§ Exercise description
Reproduce all of the lines below verbatim, omitting the pictures.

§ Data for the task

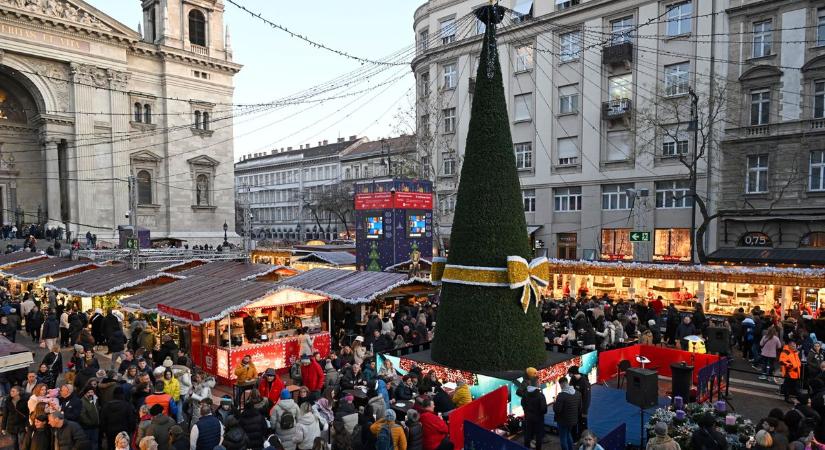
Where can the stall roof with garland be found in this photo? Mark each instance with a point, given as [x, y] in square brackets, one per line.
[233, 270]
[349, 286]
[48, 267]
[106, 280]
[334, 258]
[781, 276]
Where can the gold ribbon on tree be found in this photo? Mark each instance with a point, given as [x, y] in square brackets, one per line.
[530, 277]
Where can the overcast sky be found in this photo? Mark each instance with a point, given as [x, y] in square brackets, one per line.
[276, 65]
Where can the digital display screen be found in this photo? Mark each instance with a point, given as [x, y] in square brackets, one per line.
[416, 225]
[375, 227]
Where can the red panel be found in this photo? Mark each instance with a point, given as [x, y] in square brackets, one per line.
[488, 411]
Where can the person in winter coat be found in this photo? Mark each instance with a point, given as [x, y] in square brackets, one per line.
[662, 441]
[159, 427]
[234, 436]
[413, 430]
[254, 425]
[38, 437]
[435, 429]
[308, 427]
[399, 438]
[116, 416]
[535, 407]
[567, 409]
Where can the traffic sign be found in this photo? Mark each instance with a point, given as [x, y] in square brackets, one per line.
[640, 236]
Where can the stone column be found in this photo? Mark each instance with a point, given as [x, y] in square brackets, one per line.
[52, 184]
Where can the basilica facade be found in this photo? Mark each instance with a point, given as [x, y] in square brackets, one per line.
[86, 103]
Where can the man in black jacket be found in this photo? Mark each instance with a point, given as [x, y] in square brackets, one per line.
[535, 407]
[566, 409]
[67, 434]
[582, 385]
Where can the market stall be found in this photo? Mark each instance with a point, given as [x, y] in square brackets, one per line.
[721, 289]
[34, 274]
[227, 319]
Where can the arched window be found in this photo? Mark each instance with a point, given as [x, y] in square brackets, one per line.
[144, 187]
[202, 190]
[197, 28]
[815, 239]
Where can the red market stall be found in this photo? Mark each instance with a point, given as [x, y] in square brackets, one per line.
[221, 314]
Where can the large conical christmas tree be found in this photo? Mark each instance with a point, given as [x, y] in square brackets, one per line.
[480, 327]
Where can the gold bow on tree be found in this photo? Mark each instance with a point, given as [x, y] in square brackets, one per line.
[530, 277]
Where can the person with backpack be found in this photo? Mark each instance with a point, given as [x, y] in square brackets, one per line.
[388, 434]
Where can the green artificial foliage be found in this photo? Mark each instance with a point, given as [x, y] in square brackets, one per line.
[485, 328]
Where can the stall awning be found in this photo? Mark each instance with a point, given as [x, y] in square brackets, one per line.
[805, 256]
[48, 267]
[333, 258]
[232, 270]
[19, 258]
[349, 286]
[105, 280]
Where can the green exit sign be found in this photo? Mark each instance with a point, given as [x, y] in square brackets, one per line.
[639, 236]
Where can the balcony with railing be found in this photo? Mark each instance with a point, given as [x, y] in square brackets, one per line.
[616, 109]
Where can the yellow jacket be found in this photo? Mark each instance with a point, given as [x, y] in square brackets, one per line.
[462, 396]
[172, 387]
[399, 439]
[245, 374]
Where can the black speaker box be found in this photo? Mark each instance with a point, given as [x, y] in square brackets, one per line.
[642, 387]
[718, 340]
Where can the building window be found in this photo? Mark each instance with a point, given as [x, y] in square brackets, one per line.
[197, 28]
[567, 199]
[448, 31]
[450, 76]
[423, 40]
[524, 58]
[671, 244]
[673, 194]
[817, 170]
[620, 30]
[448, 163]
[424, 84]
[756, 179]
[567, 151]
[760, 107]
[569, 99]
[144, 182]
[819, 99]
[619, 145]
[528, 197]
[616, 245]
[678, 18]
[449, 120]
[614, 196]
[674, 143]
[521, 108]
[569, 46]
[762, 38]
[524, 155]
[676, 79]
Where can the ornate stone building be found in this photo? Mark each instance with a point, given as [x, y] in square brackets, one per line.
[86, 102]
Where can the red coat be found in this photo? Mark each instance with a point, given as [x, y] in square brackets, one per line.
[312, 375]
[273, 391]
[435, 429]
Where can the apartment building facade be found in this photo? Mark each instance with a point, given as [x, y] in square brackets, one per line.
[773, 170]
[597, 92]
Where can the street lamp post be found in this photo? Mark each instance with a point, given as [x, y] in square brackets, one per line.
[225, 229]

§ Exercise result
Where can the stall roof with garland be found in this photo? Mark each instance with a point, given as [x, y] in square brackets, one per line.
[233, 270]
[349, 286]
[48, 267]
[106, 280]
[334, 258]
[781, 276]
Where can the gold ribbon on tree be found in this photo? Mark each instance with a point, given as [x, y] in square brackets, one per line.
[530, 277]
Where can the overcast sky be found in this photo? Mark each instance with a point, given as [x, y] in square brackets, one per line.
[276, 65]
Where can the digital display screen be found in this photo? Mark each instance with a point, given as [x, y] in square brackets, one per line.
[416, 225]
[375, 227]
Where can the red panel be found in this photo? Mark each instance with a point, given as [x, y] in square brackets, one per line.
[488, 411]
Where can the person in winter coat be found in this photo? Mark each instance with a point, given as [x, y] in square brackets, one per line.
[662, 441]
[159, 427]
[234, 436]
[413, 430]
[254, 425]
[38, 437]
[435, 429]
[308, 427]
[399, 438]
[116, 416]
[535, 407]
[567, 409]
Where can the traffic sign be found in this photo? Mark each instance with a point, given as [x, y] in square brackets, one per line.
[640, 236]
Where can the stone column be found in this photo? Mark each instance with a point, given as [x, y] in square brackets, one per line.
[52, 184]
Where can the basilica facade be found in this photo? Mark each instance with a point, given as [x, y] in square brackets, one per line.
[86, 103]
Where can the man in black jacket be found in this photo? Mark each instance with a point, given as [x, y] in square brackets, one per line.
[535, 407]
[566, 409]
[67, 434]
[582, 385]
Where can the market stall be found in this photo? Mark each instance with a point, given as [x, y] in square brackets, one per line.
[721, 289]
[34, 274]
[227, 319]
Where can the arched window be found in this photo? Mark each instance with a point, given as [x, y] in square brackets, one per line.
[144, 187]
[202, 190]
[197, 28]
[815, 239]
Where can the red market stall be found in this photo? Mark each instance with a point, given as [x, y] in square brackets, one per line.
[221, 314]
Where can the large conical christmas tree be found in this photo? Mark each instance with a point, given as [x, y] in square brackets, one per line.
[480, 327]
Where can the gold bow on tree be found in this photo? Mark each instance with a point, given as [x, y] in square brackets, one per line.
[530, 277]
Where can the person with backpack be found in this photo? Mark each instance with a point, given as [x, y] in square brackets, one per line.
[388, 434]
Where can the green artificial foliage be found in this photo? Mark each instance with a point, given as [x, y] in square brackets, one per line.
[485, 328]
Where can the stall awning be found in this photo? Mark each instance with a point, given as [x, y] in square brackets, one per line.
[805, 256]
[48, 267]
[333, 258]
[232, 270]
[19, 258]
[349, 286]
[105, 280]
Where can the green exit sign be found in this photo? Mark each instance with a point, given as [x, y] in square brackets, one per line.
[639, 236]
Where can the balcony with railing be found in this photo? Mark each instance with a point, given as [x, y] in square brackets, one per line.
[616, 109]
Where can the yellow jacket be found in this photo? Mark each instance with a point, given as [x, y] in square brackets, one per line.
[462, 396]
[172, 387]
[399, 439]
[245, 374]
Where can the black speaker box be found in this photo? Mark each instance with a point, given as [x, y] in square brackets, one per line.
[642, 387]
[718, 340]
Where can the building window be found in this photo? Mark each instance with a point, given as [x, y] in square brackets, one per line.
[197, 28]
[567, 199]
[448, 31]
[450, 76]
[423, 40]
[524, 58]
[671, 244]
[673, 194]
[817, 170]
[620, 30]
[448, 163]
[424, 84]
[756, 179]
[567, 151]
[760, 107]
[569, 99]
[144, 182]
[819, 99]
[619, 145]
[528, 197]
[616, 245]
[678, 18]
[449, 120]
[614, 196]
[674, 143]
[521, 108]
[569, 46]
[762, 38]
[524, 155]
[676, 79]
Where can the ornate stone building be found in this photo? Mark each instance with a point, given as [x, y] in square brackets, one per line.
[86, 102]
Where can the red coat be found in this photo? Mark each instance with a point, given as [x, y] in square brackets, one per line.
[312, 375]
[273, 391]
[435, 429]
Where can the apartment building facade be found in this photo? Mark each instance with a point, given as [x, y] in square brackets, one per line.
[773, 170]
[597, 92]
Where can the street lamp post be found in this photo? Mark each instance with a point, given as [x, y] in square brackets, one per line.
[225, 229]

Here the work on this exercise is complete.